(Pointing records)
>> START
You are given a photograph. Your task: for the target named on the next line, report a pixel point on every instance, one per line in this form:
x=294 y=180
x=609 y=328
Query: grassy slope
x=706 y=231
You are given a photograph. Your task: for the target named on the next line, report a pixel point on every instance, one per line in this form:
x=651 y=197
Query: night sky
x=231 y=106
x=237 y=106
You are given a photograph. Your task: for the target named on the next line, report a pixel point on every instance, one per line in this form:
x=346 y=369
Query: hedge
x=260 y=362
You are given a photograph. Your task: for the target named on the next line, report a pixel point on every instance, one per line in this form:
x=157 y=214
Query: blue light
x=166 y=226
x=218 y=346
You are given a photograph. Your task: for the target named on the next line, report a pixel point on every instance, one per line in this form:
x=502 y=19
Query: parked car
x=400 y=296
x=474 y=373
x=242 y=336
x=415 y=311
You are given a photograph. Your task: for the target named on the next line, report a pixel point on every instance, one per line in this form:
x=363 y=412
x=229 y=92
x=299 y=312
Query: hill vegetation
>> END
What is asked: Please copy out the material above, swapping each "pixel point" for "pixel location" and leaving everything else unchanged.

Output:
You are given a photograph. Your task: for the target named on the next line, report a pixel location on every instance, one per line in this form:
x=294 y=180
x=609 y=328
Query: grassy slope
x=706 y=231
You are given a photograph. Your task: for the target named on the next line, report a pixel location on every instance, one per line in this form:
x=651 y=197
Query: night sky
x=231 y=106
x=237 y=106
You are given a photograph. Your task: for the target named on the next line, report a pixel location on every instance, one per line in this form:
x=346 y=369
Query: hedge
x=260 y=362
You are given a photograph. Your task: for the target named on the next line, report a pixel location on every instance, one per line in this form:
x=157 y=214
Query: blue light
x=166 y=226
x=218 y=346
You are given a photograph. Your task: for the target named on the next line, report a pixel location on every instance, one per line in this form:
x=502 y=19
Query: parked car
x=400 y=296
x=474 y=373
x=242 y=336
x=415 y=311
You are given a photograph. Your task: for the target named on the next line, report a pixel location on every instance, one per line in this form:
x=363 y=412
x=229 y=92
x=299 y=312
Query: hill vegetation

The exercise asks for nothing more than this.